* [Do this]: Substitute "point" for "spot" throughout the records below, and write the records out again with nothing else altered.

* [Point annotation records]:
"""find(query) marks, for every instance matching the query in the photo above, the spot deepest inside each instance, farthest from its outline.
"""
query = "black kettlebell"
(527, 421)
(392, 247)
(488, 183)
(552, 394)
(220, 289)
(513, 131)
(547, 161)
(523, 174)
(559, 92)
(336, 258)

* [Reply]:
"""find(query) marks, for every instance matching the query in the photo above, the point deepest inside each instance, farthest from its outline.
"""
query = "black kettlebell"
(527, 421)
(392, 247)
(488, 183)
(552, 394)
(220, 289)
(513, 131)
(547, 161)
(523, 174)
(559, 92)
(336, 258)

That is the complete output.